For a little while now we have been working to migrate our cloud from Amazon Web Services (AWS) to Google Cloud Platform (GCP). We’ll be providing more details of the move, our learnings and other interesting tidbits of our journey in a future post, but for now let’s talk about the Google Next conference.

But first, look... I met my IT hero! Thanks for being so generous with your time, Kelsey ?

TIL: Google Next is a *big* conference.

This was my first major cloud provider conference. I’ve been to some of the smaller regional AWS events but nothing of this scale before. There were 35,000 attendees this year at Google Next. This compares to the previous Google Next conferences that had 10,000 two years ago and 25,000 less than a year ago. The event was held at the massive San Francisco’s Moscone center, both North and South sides as well as various other venues around the local area such as the Palace Hotel, Metreon and Intercontinental Hotel.

Every session I attended was packed and had a line of attendees waiting standby to get in. If you’re planning on attending next year, make sure to use the online schedule builder and register for all the sessions you want to go to before arriving. Thankfully, because I had registered, I was always able to skip all the lines and get a great seat, VIP style.

In addition to the technical sessions, there were centers to experiment and play with various Google technologies as well as a vendor expo hall. The expo hall had hundreds of vendors ranging from Accenture to Zoom. The sheer number of people made it a little difficult at times to get around the hall, but I was still able to meet with a handful of vendors and of course get some cool swag. Finally, Google held a kick ass concert for attendees featuring DJ Marc Ronson of Uptown Funk fame, and Gwen Stefani.

Google Cloud’s New Focus

The main takeaway I had leaving Next was that Google is going after the enterprise and they are going after it hard. They have a huge chunk of the smartest engineers in the world and have figured out better ways to do a lot of what we do day to day in IT, so why doesn’t everyone just run the way Google runs? I can see how it could be frustrating when you have a great solution in your pocket but you can’t get anyone to listen.

Google Cloud’s new CEO, Thomas Kurian, former Oracle exec, seems to have brought a new focus and direction to the business in a very short time. From what we heard, Kurian has only been on the payroll for around 10 weeks, yet has already met with hundreds of Google customers. Leading by example is key here. Google’s main rival, Amazon Web Services, is known for being fanatical for listening to their customers (not this kind of listening mind you) and responding with their roadmap. Taking a page from AWS’ playbook seems to be the right play here.

GCP well placed to take-on AWS.

_Data provided_
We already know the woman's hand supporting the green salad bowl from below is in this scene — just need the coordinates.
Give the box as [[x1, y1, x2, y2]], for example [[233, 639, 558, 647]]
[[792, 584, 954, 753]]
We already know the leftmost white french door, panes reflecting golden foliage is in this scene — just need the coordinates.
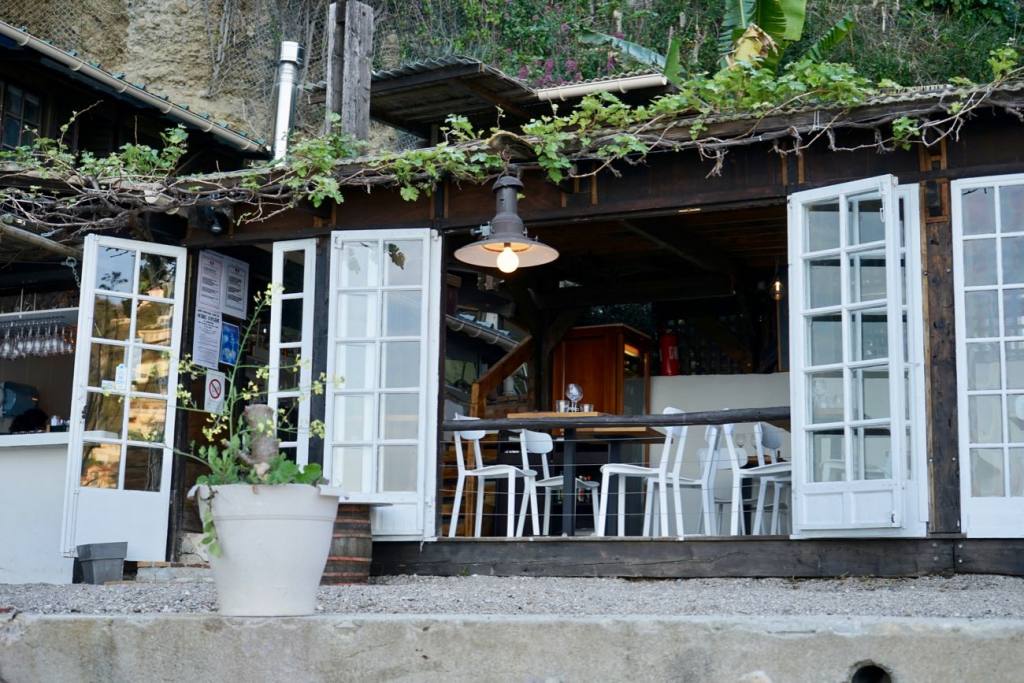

_What is required_
Rewrite the Google Next text starting at "This was my" and ending at "seat, VIP style.", substituting "participants" for "attendees".

_Result_
This was my first major cloud provider conference. I’ve been to some of the smaller regional AWS events but nothing of this scale before. There were 35,000 participants this year at Google Next. This compares to the previous Google Next conferences that had 10,000 two years ago and 25,000 less than a year ago. The event was held at the massive San Francisco’s Moscone center, both North and South sides as well as various other venues around the local area such as the Palace Hotel, Metreon and Intercontinental Hotel.

Every session I attended was packed and had a line of participants waiting standby to get in. If you’re planning on attending next year, make sure to use the online schedule builder and register for all the sessions you want to go to before arriving. Thankfully, because I had registered, I was always able to skip all the lines and get a great seat, VIP style.